Copy every line of the entries between the lines holding "Object class to annotate: golden sky" and "[22, 58, 1002, 538]", inclusive, adding 38 to each bounding-box coordinate in the answers. Leave the pictures out.

### Supplied data ###

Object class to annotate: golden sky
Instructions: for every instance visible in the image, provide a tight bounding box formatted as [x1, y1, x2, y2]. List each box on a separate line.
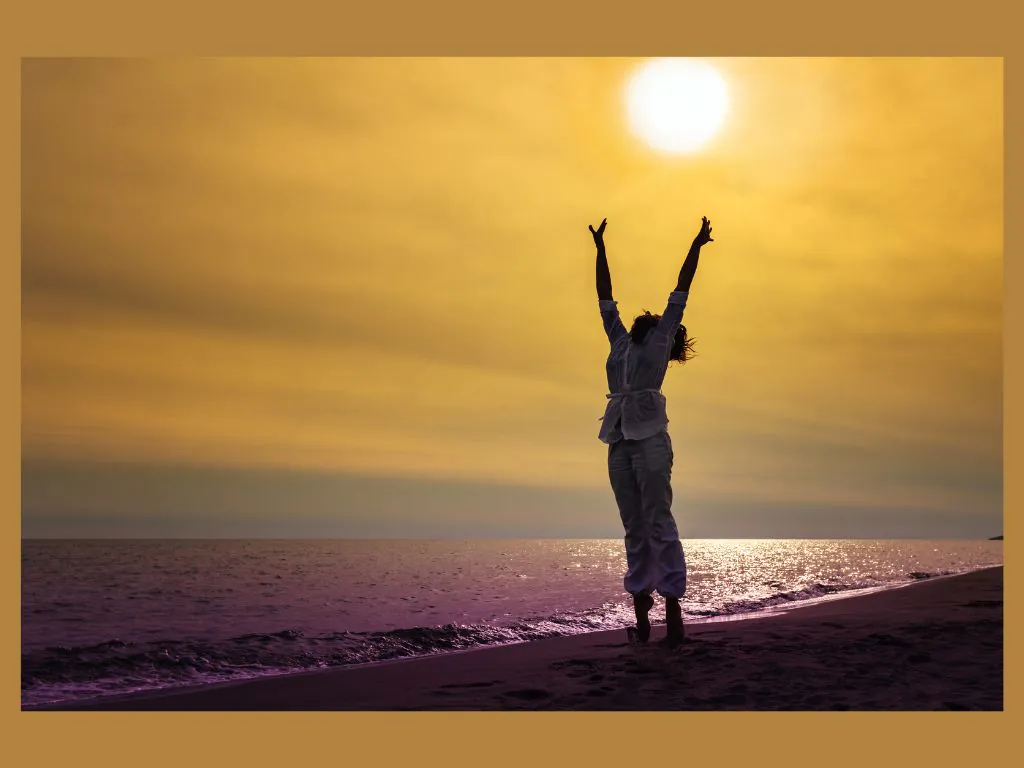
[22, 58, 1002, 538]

###
### Supplied data ###

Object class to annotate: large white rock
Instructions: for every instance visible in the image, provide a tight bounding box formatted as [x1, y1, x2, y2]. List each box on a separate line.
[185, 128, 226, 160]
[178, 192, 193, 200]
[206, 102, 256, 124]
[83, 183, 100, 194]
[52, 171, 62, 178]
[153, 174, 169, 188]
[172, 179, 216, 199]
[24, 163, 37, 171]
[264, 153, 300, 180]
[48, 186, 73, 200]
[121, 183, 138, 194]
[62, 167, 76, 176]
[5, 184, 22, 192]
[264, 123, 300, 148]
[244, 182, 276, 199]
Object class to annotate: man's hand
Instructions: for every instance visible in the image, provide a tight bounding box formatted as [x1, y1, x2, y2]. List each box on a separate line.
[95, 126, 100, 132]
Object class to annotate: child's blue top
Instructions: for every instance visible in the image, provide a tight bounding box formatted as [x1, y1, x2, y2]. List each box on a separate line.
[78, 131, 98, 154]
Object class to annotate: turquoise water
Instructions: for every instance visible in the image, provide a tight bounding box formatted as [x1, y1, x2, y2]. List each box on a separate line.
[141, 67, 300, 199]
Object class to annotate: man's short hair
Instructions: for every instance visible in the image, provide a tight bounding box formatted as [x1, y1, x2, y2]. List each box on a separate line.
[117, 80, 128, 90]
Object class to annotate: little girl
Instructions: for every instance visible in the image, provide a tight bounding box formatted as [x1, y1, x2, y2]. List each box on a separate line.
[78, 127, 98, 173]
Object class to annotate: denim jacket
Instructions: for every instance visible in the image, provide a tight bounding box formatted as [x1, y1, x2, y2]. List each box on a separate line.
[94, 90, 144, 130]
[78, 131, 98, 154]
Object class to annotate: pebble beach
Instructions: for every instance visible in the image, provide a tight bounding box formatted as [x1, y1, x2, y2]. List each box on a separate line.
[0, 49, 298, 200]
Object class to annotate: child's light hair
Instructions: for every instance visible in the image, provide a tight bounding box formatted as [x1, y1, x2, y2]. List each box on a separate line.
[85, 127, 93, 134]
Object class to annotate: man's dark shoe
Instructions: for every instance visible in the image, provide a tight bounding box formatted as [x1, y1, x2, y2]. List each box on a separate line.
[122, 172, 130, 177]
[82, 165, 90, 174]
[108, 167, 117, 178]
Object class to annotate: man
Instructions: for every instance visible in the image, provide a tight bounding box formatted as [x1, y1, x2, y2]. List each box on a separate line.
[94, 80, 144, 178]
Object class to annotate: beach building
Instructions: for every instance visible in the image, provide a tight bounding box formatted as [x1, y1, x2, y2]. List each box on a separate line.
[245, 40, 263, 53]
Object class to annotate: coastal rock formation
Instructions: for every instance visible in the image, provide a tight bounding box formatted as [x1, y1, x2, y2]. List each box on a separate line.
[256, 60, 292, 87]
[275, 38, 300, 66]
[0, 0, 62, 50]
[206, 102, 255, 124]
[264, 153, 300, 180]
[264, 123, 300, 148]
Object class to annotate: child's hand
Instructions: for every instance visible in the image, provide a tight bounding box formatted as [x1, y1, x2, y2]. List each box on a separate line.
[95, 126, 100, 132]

###

Answer to the problem -
Object class to annotate: golden sky
Instructions: for every instance visible in the image, provide a tight bounding box formatted as [x1, y1, x2, y2]. List each box on a separate line.
[60, 96, 1040, 576]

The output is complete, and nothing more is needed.